[WHAT YOU SHOULD DO]: Translate this sentence from the conference excerpt into Spanish: "There are posters, and bookmarks, and postcards, and bound/published studies, and so much interesting stuff."

[SELECTED EXCERPT]:

Or not. Because today, the exhibition hall was open, and boy oh boy, your tax dollars sure pay for swag. Do I need an image of the whole planet, as an anaglyph ("3-D"), complete with the viewing glasses? Define "need." I now have one. There are posters, and bookmarks, and postcards, and bound/published studies, and so much interesting stuff. I tried only to pick up free stuff I really, um, needed. So far, I've completely avoided all the book publishers, even the one that's half-price just for the conference, even though they have really, really neat stuff. So far.

This morning I attended a talk on challenges in California due to climate change, specifically why we're so fragile here, how our "perennial" agriculture (tree crops, grapes) will probably change and adapt, and mitigation and planning for sea level change in the San Francisco bay area. I know not everyone would say, "Wow, it was so interesting," but of course it was. I missed a presentation earlier this afternoon because of the information and sensation overload of the exhibition hall, and the rest required afterward, but am attending a presentation later today on "Science Issues for a New Congress and a New Administration." Then I think I'll call myself whupped, and head for home. Tomorrow is another day.

[PROVIDED DATA]:
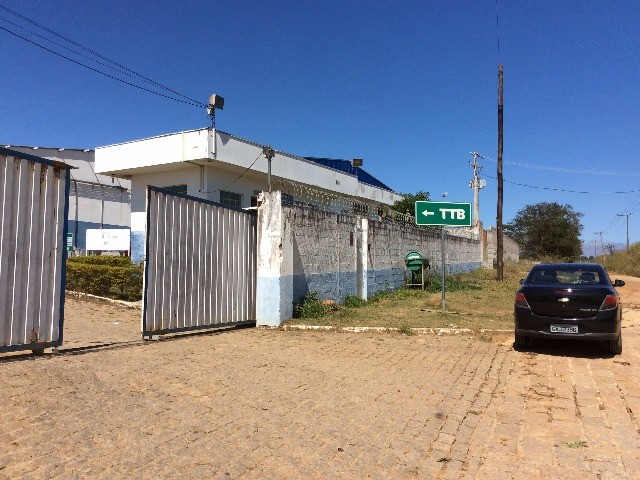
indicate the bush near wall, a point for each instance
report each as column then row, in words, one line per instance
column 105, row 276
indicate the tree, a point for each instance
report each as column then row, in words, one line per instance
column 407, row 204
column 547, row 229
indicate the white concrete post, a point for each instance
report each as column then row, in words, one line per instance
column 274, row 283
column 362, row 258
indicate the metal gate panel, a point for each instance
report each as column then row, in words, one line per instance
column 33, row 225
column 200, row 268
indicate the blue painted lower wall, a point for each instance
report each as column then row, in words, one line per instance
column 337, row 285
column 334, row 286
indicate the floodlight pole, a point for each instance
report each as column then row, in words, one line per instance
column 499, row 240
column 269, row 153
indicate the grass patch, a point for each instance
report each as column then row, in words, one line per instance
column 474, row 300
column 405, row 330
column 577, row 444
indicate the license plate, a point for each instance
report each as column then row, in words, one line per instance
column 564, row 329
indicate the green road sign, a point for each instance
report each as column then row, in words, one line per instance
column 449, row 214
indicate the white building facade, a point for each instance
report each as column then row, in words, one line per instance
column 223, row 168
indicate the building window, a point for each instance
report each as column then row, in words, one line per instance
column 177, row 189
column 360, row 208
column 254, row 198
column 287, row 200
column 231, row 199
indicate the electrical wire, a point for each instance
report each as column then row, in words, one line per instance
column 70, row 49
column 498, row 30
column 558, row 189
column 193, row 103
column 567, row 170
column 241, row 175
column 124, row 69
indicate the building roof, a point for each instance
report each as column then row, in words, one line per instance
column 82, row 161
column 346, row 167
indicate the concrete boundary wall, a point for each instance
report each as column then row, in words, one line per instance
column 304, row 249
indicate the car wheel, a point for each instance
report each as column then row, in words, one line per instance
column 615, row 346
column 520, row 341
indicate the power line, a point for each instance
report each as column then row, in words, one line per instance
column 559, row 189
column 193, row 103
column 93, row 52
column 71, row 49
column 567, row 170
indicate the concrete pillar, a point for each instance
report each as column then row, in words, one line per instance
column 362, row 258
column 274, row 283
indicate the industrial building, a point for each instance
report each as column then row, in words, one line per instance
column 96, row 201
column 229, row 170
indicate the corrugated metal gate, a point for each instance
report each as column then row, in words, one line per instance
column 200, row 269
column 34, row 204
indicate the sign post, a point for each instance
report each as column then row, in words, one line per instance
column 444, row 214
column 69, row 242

--

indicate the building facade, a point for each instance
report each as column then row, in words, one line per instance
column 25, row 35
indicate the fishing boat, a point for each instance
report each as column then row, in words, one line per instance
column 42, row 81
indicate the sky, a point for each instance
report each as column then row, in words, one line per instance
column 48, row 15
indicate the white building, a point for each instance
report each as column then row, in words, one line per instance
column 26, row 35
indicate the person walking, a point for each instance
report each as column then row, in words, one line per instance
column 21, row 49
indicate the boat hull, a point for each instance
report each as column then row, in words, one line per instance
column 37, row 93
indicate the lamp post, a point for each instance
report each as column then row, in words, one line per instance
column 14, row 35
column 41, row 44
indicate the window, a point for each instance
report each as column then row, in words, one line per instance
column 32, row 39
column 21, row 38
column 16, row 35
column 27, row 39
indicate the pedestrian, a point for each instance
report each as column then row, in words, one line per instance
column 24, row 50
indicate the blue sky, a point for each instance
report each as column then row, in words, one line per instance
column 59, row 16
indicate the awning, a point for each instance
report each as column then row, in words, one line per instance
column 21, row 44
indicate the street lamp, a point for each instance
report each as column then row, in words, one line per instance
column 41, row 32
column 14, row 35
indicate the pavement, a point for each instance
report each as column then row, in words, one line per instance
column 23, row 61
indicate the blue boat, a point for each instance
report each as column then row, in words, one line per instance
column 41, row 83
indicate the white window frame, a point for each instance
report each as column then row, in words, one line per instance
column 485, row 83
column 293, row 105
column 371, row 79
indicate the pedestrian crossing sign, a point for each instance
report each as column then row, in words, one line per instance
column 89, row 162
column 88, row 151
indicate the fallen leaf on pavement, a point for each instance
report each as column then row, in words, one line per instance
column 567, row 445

---

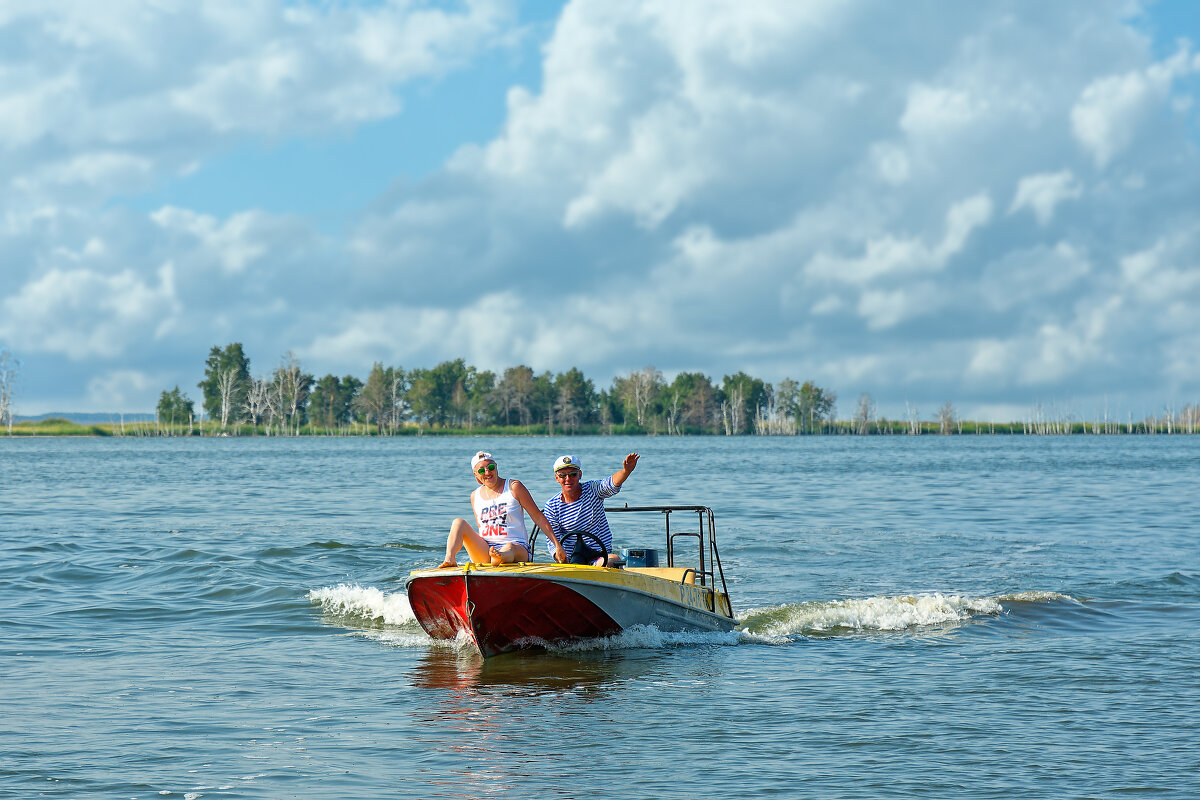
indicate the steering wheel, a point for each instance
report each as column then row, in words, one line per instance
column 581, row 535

[TASK ANSWER]: Hay pósteres, y marcapáginas, y postales, y estudios encuadernados/publicados, y muchísimas cosas interesantes.